WHAT IS REQUIRED: All of the entries need to be copied character for character.

::::::::::

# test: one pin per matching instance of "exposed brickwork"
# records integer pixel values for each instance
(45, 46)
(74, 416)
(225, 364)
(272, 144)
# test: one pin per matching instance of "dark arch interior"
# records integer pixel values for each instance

::::::::::

EXERCISE SOLUTION:
# test: one pin per matching instance of "exposed brickwork"
# records integer pixel values for each instance
(45, 46)
(74, 416)
(225, 364)
(272, 144)
# test: one pin per matching instance of "dark arch interior"
# records integer pixel values for each instance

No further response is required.